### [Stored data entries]
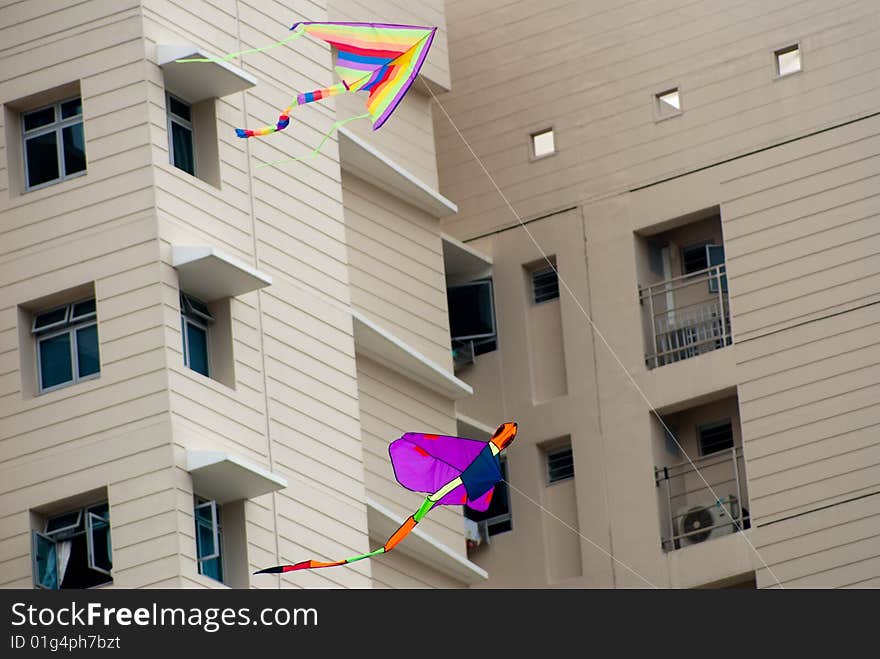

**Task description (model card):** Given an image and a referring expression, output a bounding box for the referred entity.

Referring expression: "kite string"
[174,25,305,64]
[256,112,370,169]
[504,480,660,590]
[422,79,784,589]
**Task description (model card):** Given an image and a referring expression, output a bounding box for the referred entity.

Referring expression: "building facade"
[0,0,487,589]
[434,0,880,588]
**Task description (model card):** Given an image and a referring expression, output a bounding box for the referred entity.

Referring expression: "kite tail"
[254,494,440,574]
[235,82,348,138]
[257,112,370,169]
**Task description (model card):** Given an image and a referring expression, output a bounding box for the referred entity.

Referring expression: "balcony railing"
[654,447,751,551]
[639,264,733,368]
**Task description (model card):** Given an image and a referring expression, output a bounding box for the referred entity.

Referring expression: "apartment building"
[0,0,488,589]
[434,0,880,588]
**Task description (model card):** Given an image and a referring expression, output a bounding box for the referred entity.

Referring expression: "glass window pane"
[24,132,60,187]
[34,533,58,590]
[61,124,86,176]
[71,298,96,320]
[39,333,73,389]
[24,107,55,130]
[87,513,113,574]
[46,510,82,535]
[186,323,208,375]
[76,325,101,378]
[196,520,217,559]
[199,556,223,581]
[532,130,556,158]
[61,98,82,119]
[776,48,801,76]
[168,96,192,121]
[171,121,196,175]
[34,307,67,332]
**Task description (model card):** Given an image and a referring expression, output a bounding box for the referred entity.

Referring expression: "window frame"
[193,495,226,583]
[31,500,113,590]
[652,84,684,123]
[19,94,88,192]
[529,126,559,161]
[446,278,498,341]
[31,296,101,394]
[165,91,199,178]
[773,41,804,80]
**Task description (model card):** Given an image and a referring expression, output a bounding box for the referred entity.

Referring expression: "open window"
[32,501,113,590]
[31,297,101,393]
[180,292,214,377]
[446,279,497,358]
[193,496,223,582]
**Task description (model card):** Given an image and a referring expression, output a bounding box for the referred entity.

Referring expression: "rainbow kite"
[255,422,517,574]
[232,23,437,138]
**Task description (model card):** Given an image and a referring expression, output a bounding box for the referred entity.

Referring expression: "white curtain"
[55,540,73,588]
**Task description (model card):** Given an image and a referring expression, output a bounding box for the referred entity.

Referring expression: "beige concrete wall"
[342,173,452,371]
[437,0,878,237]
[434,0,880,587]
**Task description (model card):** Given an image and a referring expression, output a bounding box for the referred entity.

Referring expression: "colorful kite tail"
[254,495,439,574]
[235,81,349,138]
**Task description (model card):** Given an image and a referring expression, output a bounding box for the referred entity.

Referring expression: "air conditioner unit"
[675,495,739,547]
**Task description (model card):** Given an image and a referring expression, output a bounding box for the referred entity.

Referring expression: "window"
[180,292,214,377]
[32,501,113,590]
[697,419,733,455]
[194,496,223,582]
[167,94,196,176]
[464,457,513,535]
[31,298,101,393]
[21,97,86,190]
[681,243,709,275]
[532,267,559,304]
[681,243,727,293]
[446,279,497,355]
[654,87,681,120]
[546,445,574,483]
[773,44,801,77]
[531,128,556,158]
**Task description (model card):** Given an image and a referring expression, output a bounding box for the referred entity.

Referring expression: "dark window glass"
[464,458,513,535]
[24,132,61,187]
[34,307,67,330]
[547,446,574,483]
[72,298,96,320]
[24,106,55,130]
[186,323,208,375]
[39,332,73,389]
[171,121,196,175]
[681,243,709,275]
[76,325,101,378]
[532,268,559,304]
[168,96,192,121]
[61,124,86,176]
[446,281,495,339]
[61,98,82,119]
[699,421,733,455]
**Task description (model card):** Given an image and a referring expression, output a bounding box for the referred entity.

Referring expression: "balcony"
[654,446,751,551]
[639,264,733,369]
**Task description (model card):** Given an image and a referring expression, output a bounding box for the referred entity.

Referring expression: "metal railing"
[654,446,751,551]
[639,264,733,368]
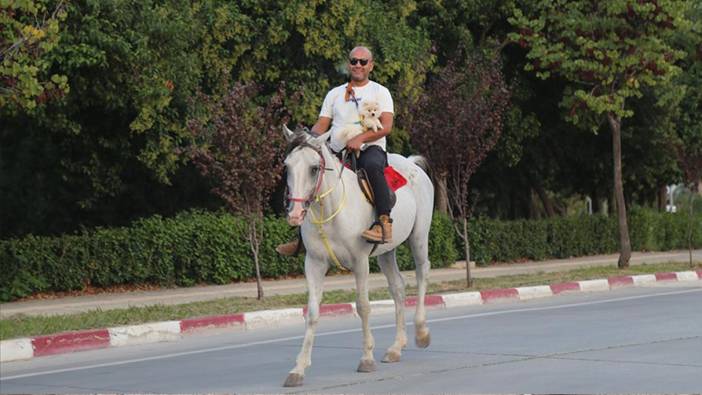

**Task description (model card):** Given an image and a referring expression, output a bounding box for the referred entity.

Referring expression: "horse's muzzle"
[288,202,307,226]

--

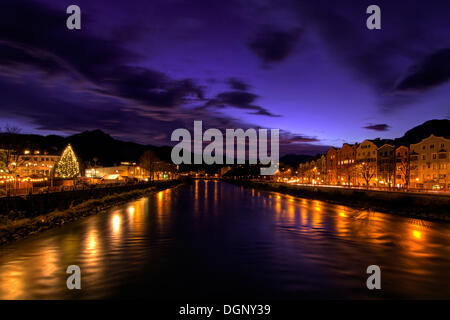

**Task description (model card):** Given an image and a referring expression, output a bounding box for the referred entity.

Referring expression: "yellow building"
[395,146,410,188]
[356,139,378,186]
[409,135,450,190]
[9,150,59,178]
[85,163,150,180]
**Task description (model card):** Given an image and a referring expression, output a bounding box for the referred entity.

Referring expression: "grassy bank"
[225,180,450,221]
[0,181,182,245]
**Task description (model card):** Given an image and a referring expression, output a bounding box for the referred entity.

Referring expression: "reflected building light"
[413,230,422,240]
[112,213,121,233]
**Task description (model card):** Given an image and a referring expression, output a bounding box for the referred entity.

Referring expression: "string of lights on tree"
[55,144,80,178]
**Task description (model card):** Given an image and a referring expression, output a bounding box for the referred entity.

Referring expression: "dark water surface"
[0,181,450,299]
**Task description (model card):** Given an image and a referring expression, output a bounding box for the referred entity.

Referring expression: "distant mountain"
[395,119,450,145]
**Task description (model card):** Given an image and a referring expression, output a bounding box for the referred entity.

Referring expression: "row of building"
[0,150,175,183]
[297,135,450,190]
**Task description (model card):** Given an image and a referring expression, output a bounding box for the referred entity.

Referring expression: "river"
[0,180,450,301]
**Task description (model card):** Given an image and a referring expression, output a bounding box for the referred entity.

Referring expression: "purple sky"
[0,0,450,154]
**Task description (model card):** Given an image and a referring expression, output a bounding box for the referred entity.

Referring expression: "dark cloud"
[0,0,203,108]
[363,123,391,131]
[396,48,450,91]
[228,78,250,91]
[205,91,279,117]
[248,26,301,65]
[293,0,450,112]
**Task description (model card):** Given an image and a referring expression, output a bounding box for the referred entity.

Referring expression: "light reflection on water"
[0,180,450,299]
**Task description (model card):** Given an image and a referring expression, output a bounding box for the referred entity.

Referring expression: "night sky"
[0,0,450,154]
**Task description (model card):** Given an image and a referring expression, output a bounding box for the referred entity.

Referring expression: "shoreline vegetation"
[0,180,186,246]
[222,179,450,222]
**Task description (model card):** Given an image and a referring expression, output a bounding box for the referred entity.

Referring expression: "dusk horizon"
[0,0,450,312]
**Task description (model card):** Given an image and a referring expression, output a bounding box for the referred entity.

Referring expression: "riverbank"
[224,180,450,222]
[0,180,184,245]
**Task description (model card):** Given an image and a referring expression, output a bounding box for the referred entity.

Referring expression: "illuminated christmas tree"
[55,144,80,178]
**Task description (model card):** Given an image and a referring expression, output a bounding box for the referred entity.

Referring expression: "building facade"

### [Goal]
Show each line of the records above that contains the string "dark", matching case exactly.

### [Exercise output]
Referring expression: "dark window glass"
Referring expression: "dark water surface"
Referring expression: "dark cloud"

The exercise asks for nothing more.